Extracted data entries:

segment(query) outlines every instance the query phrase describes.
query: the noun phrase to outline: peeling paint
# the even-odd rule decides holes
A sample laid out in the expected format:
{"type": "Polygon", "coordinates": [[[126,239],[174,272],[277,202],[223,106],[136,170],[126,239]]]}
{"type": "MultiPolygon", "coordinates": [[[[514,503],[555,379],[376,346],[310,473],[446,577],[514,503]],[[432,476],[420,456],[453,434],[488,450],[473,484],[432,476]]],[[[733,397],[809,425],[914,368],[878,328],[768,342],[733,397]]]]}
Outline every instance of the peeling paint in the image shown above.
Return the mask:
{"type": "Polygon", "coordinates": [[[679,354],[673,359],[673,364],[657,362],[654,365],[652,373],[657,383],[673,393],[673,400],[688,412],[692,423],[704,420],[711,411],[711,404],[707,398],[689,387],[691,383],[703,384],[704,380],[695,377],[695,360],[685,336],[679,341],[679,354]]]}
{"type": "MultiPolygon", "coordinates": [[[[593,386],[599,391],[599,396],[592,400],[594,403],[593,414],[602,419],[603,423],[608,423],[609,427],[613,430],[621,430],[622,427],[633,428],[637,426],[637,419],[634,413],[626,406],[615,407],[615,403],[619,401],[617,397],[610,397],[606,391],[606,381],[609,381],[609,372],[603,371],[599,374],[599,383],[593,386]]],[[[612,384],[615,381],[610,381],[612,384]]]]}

▸ Exercise instructions:
Every line of the records above needs to be given again exactly.

▸ Task solution:
segment(query) outlines every instance the query phrase describes.
query: the noun phrase to outline: peeling paint
# the even-odd rule decides holes
A sample laid out in the expected format:
{"type": "Polygon", "coordinates": [[[126,239],[174,272],[277,202],[223,106],[136,170],[126,239]]]}
{"type": "MultiPolygon", "coordinates": [[[[514,503],[555,379],[376,346],[310,473],[446,577],[514,503]],[[432,476],[420,456],[453,434],[488,450],[473,484],[432,476]]],[[[733,397],[809,425],[914,368],[878,328],[768,342],[733,397]]]]}
Outline every instance of the peeling paint in the image shown above.
Return the mask:
{"type": "Polygon", "coordinates": [[[679,354],[673,359],[673,364],[657,362],[654,365],[652,373],[657,383],[673,393],[673,400],[688,412],[692,423],[704,420],[711,411],[711,404],[707,398],[689,387],[691,383],[703,384],[704,380],[695,377],[695,360],[685,336],[679,341],[679,354]]]}
{"type": "MultiPolygon", "coordinates": [[[[593,386],[599,391],[599,396],[592,400],[594,403],[593,414],[602,419],[603,423],[608,423],[609,427],[613,430],[621,430],[622,427],[633,428],[637,426],[637,419],[634,413],[626,406],[615,407],[615,403],[619,401],[617,397],[610,397],[606,391],[606,381],[609,381],[609,372],[603,371],[599,374],[599,383],[593,386]]],[[[612,384],[615,381],[610,381],[612,384]]]]}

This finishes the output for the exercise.